→ **EXERCISE BRIEF**
Down to the last line, output the records below exactly.
*** DATA SHOWN Section Begins ***
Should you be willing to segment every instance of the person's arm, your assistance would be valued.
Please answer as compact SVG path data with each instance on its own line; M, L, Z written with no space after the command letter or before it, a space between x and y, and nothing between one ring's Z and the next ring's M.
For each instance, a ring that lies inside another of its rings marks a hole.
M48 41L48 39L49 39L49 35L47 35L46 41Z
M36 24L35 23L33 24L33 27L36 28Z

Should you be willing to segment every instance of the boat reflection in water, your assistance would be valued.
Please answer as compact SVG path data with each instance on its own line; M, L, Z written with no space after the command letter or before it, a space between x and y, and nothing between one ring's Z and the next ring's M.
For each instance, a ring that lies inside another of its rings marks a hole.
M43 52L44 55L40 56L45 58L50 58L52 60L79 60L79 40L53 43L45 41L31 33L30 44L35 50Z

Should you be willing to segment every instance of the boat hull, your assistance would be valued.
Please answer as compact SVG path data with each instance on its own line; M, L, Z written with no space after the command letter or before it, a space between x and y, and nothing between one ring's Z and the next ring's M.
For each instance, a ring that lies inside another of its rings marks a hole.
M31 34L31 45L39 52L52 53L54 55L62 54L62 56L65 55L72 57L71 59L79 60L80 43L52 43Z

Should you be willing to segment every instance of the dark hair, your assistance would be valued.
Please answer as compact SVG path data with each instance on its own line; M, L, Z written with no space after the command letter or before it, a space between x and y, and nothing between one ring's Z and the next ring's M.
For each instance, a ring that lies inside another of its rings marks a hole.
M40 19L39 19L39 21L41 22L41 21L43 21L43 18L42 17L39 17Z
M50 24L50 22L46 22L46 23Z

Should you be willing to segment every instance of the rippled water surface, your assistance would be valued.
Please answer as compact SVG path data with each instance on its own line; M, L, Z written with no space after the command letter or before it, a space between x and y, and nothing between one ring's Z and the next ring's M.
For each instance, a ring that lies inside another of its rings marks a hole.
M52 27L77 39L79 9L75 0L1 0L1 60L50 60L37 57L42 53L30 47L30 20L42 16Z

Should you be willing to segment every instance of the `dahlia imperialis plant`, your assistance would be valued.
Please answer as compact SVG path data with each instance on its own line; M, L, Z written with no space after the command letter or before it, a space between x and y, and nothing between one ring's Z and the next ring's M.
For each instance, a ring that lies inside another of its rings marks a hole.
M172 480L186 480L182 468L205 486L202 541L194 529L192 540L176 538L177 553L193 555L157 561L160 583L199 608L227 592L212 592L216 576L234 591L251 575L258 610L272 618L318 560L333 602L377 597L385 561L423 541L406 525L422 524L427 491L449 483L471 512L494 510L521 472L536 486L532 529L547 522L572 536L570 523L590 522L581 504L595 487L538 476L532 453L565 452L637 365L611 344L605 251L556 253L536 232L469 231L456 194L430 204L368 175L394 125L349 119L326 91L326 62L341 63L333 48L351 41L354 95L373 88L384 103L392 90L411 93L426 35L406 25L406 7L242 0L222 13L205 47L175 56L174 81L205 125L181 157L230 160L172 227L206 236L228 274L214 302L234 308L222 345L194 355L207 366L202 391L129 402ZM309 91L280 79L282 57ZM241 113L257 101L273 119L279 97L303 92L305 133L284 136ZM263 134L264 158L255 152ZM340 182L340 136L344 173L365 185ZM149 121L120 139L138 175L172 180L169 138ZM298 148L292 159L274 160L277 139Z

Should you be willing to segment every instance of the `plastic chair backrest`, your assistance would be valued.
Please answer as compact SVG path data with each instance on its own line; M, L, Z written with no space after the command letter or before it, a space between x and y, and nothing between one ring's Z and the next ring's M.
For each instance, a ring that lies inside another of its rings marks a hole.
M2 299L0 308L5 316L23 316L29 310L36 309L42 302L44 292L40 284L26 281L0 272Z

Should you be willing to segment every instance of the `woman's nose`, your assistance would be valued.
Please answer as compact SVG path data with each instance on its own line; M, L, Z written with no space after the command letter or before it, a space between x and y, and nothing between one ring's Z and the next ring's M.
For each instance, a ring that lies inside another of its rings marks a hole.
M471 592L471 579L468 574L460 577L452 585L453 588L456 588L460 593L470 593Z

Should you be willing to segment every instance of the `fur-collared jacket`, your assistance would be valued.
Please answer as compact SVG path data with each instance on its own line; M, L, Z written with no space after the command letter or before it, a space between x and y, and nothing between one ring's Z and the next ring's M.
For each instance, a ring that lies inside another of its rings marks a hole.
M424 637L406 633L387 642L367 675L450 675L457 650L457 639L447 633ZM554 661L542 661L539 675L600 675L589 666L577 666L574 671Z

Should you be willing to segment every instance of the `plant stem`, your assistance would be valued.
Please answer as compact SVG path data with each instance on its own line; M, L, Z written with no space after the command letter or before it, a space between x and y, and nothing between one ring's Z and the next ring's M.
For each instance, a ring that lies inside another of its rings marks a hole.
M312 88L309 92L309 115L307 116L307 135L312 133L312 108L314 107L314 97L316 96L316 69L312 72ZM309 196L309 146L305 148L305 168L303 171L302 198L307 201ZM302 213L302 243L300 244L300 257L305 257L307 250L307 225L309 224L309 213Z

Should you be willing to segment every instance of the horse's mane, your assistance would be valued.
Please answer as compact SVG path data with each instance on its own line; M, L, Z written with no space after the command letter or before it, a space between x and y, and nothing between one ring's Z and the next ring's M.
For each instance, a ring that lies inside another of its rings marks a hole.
*** DATA SHOWN Section Ends ***
→ **WRITTEN SOLUTION**
Should you be willing to segment every instance of the person's arm, your assistance would be valued.
Please answer as compact SVG path data with each instance on its own line; M, L, Z written with no space after the command letter or before it, a space between x and y, and nothing between one ring's Z and the next ring's M.
For each instance, a ring that lies inside another of its rings marks a hole.
M48 41L48 39L49 39L49 35L47 35L46 41Z
M36 24L35 23L33 24L33 27L36 28Z

Should you be willing to segment every instance of the boat reflection in water, your assistance would be valued.
Please answer as compact SVG path data with each instance on its own line; M, L, Z written with no space after the command letter or before it, a space between x and y, and nothing between one ring's Z and the next ring's M.
For each instance, a ring that lies inside another of its rings marks a hole.
M43 52L44 55L40 56L45 58L50 58L52 60L79 60L79 40L53 43L45 41L31 33L30 44L35 50Z

Should you be willing to segment every instance of the boat hull, your assistance would be valued.
Please answer as compact SVG path data with each instance on its own line; M, L, Z written with no space after the command letter or before it, a space between x and y, and nothing between one ring's Z and the next ring's M.
For each instance, a ring that lies inside another of its rings marks a hole.
M31 34L31 45L39 52L52 53L54 55L62 54L62 56L65 55L72 57L71 59L79 60L80 43L52 43Z

Should you be willing to segment every instance of the dark hair, your assistance would be valued.
Please answer as compact SVG path data with each instance on its own line; M, L, Z written with no space after the command letter or before it, a space between x and y, and nothing between one ring's Z and the next ring's M.
For each instance, a ring that lies inside another of its rings marks a hole.
M40 19L39 19L39 21L41 22L41 21L43 21L43 18L42 17L39 17Z
M50 24L50 22L46 22L46 23Z

Should you be willing to segment every instance of the rippled water surface, your assistance would be valued.
Please answer as compact SVG path data with each instance on its own line; M, L, Z written with no space after the command letter or before it, a space between x and y, and nothing between one ring's Z and the next ring's M.
For each instance, a ring that lies inside another of its rings marks a hole.
M52 27L77 39L79 9L75 0L1 0L1 60L50 60L37 57L42 53L30 47L30 20L42 16Z

Should you be willing to segment every instance of the `dahlia imperialis plant`, your assistance would be valued.
Please answer as compact SVG path data with each instance on its own line; M, L, Z written with no space after the command letter or before it, a space between x and y, and nothing between one ring's Z and the next ring's M.
For each instance, a ring that lies inside another of its rings marks a hole.
M172 480L186 480L182 468L205 486L202 541L194 529L192 540L176 538L177 553L193 555L157 561L160 583L199 608L227 592L212 592L216 576L234 591L251 575L258 610L272 618L318 560L333 602L377 597L385 561L423 541L406 525L422 524L427 491L449 483L471 512L494 510L521 472L536 486L532 529L547 522L572 536L570 523L590 522L581 504L595 487L538 476L532 453L565 452L637 365L611 344L605 251L556 253L536 232L469 231L456 194L430 204L368 175L394 125L349 119L326 91L326 62L341 63L333 48L351 41L354 95L373 88L384 103L392 90L411 93L426 35L406 25L406 7L242 0L222 13L205 47L175 56L174 81L205 125L181 157L230 160L172 227L206 236L228 274L214 302L234 308L222 345L194 355L207 366L202 391L129 402ZM309 91L280 79L282 57ZM241 113L257 101L273 119L279 97L303 92L305 133L284 136ZM263 134L264 158L255 152ZM340 182L340 136L344 173L365 185ZM149 121L120 139L138 175L172 180L169 138ZM298 148L292 159L274 160L277 139Z

Should you be willing to segment every instance of the `plastic chair backrest`, your assistance would be valued.
Please answer as compact SVG path data with each instance on its own line; M, L, Z written with no space after the command letter or before it, a space between x and y, and nothing between one ring's Z and the next ring's M.
For each instance, a ring that lies inside another of its rings marks a hole.
M2 299L0 308L5 316L23 316L29 310L36 309L42 302L44 292L40 284L26 281L0 272Z

Should you be willing to segment every instance of the `woman's nose`, your assistance would be valued.
Please answer as compact SVG path data with each instance on its own line; M, L, Z written with no space after the command letter or before it, a space between x and y, and nothing between one ring's Z and the next ring's M.
For each instance, a ring that lies inside another of its rings marks a hole.
M471 592L471 579L468 574L460 577L452 585L453 588L456 588L460 593L470 593Z

Should you be willing to segment every instance of the `fur-collared jacket`, your assistance would be valued.
Please answer as compact SVG path data with each instance on its own line; M, L, Z written with no space after the command letter or before it, a space between x and y, and nothing between one ring's Z and the next ring's M.
For each instance, a ring that lies inside another of its rings marks a hole.
M424 637L406 633L387 642L367 675L450 675L457 650L457 639L447 633ZM554 661L542 661L539 675L600 675L589 666L577 666L574 671Z

Should you be willing to segment every instance of the `plant stem`, your assistance would be valued.
Please answer as compact SVG path data with each instance on its own line; M, L, Z written with no space after the command letter or before it, a space between x and y, and nothing between one ring's Z and the next ring's M.
For each instance, a ring that lies inside another of its rings marks a hole.
M312 88L309 92L309 115L307 116L307 135L312 133L312 108L314 107L314 97L316 96L316 69L312 72ZM309 196L309 146L305 148L305 168L303 171L302 198L307 201ZM302 213L302 243L300 244L300 257L305 257L307 250L307 225L309 224L309 213Z

Should you be willing to segment every instance of the horse's mane, your assistance would be valued.
Please answer as compact SVG path data with each instance on its own line; M, L, Z written with no space after the command letter or before it, a space between x and y, and nothing between one ring's Z and the next ring's M.
For each instance, a ring that lies inside another of its rings marks a hole.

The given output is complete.